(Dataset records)

——————

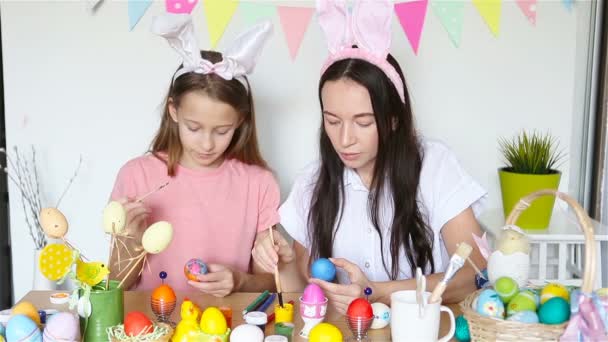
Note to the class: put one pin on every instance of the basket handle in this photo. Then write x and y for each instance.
(583, 219)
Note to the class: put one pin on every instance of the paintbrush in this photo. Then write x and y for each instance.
(456, 263)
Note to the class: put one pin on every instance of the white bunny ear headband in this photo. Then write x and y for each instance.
(368, 27)
(238, 60)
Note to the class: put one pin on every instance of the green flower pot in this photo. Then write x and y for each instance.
(107, 310)
(514, 186)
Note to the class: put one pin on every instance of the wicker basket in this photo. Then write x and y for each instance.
(484, 328)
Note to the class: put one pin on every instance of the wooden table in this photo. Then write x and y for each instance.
(140, 301)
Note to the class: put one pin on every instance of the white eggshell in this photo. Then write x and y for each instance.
(114, 218)
(382, 315)
(53, 222)
(516, 266)
(247, 333)
(157, 237)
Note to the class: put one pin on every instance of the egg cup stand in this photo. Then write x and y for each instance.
(484, 328)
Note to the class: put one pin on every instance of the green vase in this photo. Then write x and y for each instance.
(107, 310)
(514, 186)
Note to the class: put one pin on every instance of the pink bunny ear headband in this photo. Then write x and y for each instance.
(369, 27)
(239, 59)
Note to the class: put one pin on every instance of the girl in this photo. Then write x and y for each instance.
(219, 190)
(381, 201)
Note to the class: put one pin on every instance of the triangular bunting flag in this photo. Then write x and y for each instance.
(180, 6)
(411, 16)
(490, 12)
(529, 9)
(218, 14)
(136, 9)
(254, 12)
(450, 13)
(294, 21)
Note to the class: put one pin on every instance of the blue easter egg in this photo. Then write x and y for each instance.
(489, 304)
(555, 311)
(323, 269)
(524, 317)
(20, 327)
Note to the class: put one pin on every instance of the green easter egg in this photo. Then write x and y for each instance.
(506, 288)
(555, 311)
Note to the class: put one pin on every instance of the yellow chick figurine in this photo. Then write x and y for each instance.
(91, 273)
(187, 330)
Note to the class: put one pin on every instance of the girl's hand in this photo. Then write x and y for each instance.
(219, 282)
(266, 255)
(340, 296)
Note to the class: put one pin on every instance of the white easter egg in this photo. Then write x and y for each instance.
(114, 218)
(516, 266)
(157, 237)
(382, 315)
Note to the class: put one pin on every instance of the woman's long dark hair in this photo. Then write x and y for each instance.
(397, 170)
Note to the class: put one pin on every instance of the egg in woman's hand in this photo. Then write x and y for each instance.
(53, 223)
(157, 237)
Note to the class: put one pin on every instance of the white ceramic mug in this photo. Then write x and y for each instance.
(408, 325)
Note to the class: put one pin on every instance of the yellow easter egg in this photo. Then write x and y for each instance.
(53, 223)
(157, 237)
(27, 309)
(213, 322)
(55, 261)
(554, 290)
(114, 218)
(325, 332)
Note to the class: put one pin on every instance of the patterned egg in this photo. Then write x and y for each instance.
(382, 315)
(489, 304)
(22, 328)
(62, 326)
(524, 317)
(555, 311)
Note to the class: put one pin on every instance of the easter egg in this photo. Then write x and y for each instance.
(114, 218)
(462, 332)
(28, 309)
(554, 290)
(489, 304)
(523, 301)
(157, 237)
(194, 268)
(382, 315)
(323, 269)
(21, 327)
(213, 322)
(360, 308)
(53, 223)
(325, 332)
(506, 288)
(247, 333)
(137, 323)
(62, 326)
(524, 317)
(555, 311)
(313, 294)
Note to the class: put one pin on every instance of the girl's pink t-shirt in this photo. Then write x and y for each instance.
(215, 214)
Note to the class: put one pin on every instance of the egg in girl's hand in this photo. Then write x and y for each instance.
(213, 321)
(157, 237)
(114, 218)
(489, 304)
(53, 223)
(137, 323)
(22, 328)
(62, 326)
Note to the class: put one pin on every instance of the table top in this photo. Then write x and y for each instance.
(140, 301)
(563, 226)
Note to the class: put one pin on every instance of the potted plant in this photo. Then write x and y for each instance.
(532, 164)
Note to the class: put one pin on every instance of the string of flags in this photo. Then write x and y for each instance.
(296, 19)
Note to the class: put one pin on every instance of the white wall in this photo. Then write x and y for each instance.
(77, 84)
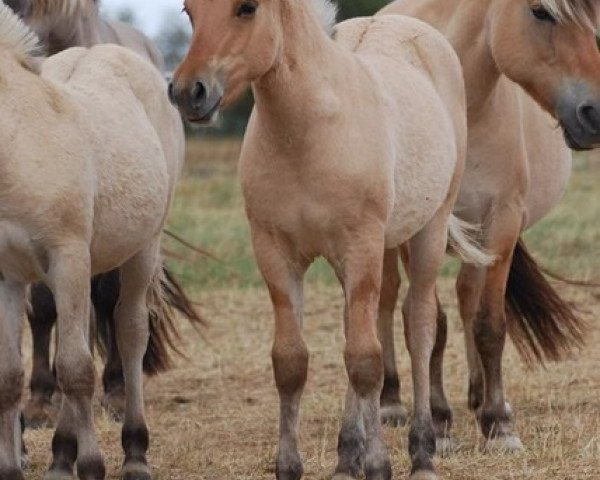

——————

**What you should do**
Can you edit the records above, replacing "Note to the class" with "Reminder for students" throughout and leaving everything else unchanged? Leave the pictures out of your answer.

**Result of this task**
Reminder for students: put one pin on every instance of the basket handle in this photo. Then write x and y for each instance.
(583, 219)
Reminder for students: put one pin on every instance of the paintbrush in this photo. Then write x and y for each instance.
(456, 263)
Reminder for students: put one pin on every instance of the white bunny ear headband in this photo. Then write x and y for each instance.
(368, 27)
(238, 60)
Reminder for students: put one pin on every instance of the green flower pot in this photo. Then write x and y for each instance.
(107, 310)
(514, 186)
Reminder for students: put one pin on every instance of the wicker basket in this photo. Then write x and y for each instance.
(484, 328)
Reminder for students: put one pin on every instance of the wooden table in this photo. Then write x and y for each instance.
(140, 301)
Reminder for students: put one pin on every instance of the white eggshell in this photo. Then write x and y for each instance.
(114, 218)
(382, 315)
(53, 222)
(516, 266)
(247, 333)
(157, 237)
Reminder for students: put one pin on every instance of the egg cup stand in this photo. Then write x and y for each instance.
(484, 328)
Reminder for students: put one pin on every instance of the green vase in this photo. Then write x and y for each instance.
(107, 310)
(514, 186)
Reminder for students: put one pin on every instance of the pink bunny ear headband in this photo. Then write x and y for each instance.
(369, 27)
(239, 59)
Reminder for students: put one pin on every instance of the girl in this photo. Then write x and y for each instance.
(219, 190)
(381, 201)
Reminder for students: put one pin on every instance of the triangular bunting flag in this photo. Then write x and y for each instance.
(180, 6)
(411, 16)
(490, 12)
(529, 9)
(218, 14)
(136, 9)
(254, 12)
(450, 13)
(294, 21)
Reminder for students: put one pin on every instance of the blue easter egg in this photo. Then write x and y for each instance.
(489, 304)
(555, 311)
(323, 269)
(524, 317)
(20, 327)
Reminder for students: put one pin on every instance of the green easter egg in this photo. Then write x and y for each instance.
(506, 288)
(555, 311)
Reminder for students: put one pin on every instance of the yellow chick figurine in this photo. Then write x and y for each instance.
(91, 273)
(187, 330)
Reminder for students: put one pin on every instance of the girl's hand in this photo. Then write x and y for each instance.
(219, 282)
(266, 255)
(340, 296)
Reminder for students: put one pin on every instance of the white easter egg in this photo. Then write x and y for each instance.
(114, 218)
(516, 266)
(157, 237)
(382, 315)
Reminder for students: put one pin on every instance of the woman's long dark hair in this photo. Then write x and y for each instance.
(397, 170)
Reminder for students: put one pin on every instance of the egg in woman's hand in this photo. Then write x and y for each instance.
(53, 223)
(157, 237)
Reminder for students: put one pin on every instance of the white ceramic mug in this photo. Then write x and y for each instance.
(408, 325)
Reminder for students: put one pin on every instance of the yellow easter egg in this photo. Then write x and y for each instance.
(53, 223)
(157, 237)
(27, 309)
(213, 322)
(55, 261)
(554, 290)
(114, 218)
(325, 332)
Reminder for students: put one pin on every instance of the patterned egg in this photo. Then write x and y for each instance.
(382, 315)
(489, 304)
(22, 328)
(62, 326)
(524, 317)
(555, 311)
Reminder for students: put one pin on every instance of the easter egg in this photo. Then write x and y for each instance.
(114, 218)
(462, 332)
(28, 309)
(554, 290)
(489, 304)
(523, 301)
(157, 237)
(194, 268)
(382, 315)
(323, 269)
(21, 327)
(213, 322)
(360, 308)
(53, 223)
(325, 332)
(506, 288)
(247, 333)
(137, 323)
(62, 326)
(524, 317)
(555, 311)
(313, 294)
Reminder for students: put one pin on every instance of the girl's pink t-shirt in this photo. Then write x and y for each instance.
(215, 214)
Reminder for students: put one pin on every instance of the egg in girl's hand in this photo. Then write x and y for each instance.
(213, 321)
(157, 237)
(114, 218)
(489, 304)
(53, 223)
(137, 323)
(22, 328)
(62, 326)
Reminder for students: put one pin on every instance of the table top in this photo. Then write x and y for each instance.
(140, 301)
(563, 226)
Reminder for students: put one pin on every instance of the potted plant in this photo. Then write x and y for each instance.
(532, 164)
Reminder for students: put one pin on every instance of the string of flags in this photo. Then write x and y for each instance.
(296, 19)
Reminder for students: put one pin on every instance of the white wall in this photo. Then write x and y for each instance.
(77, 84)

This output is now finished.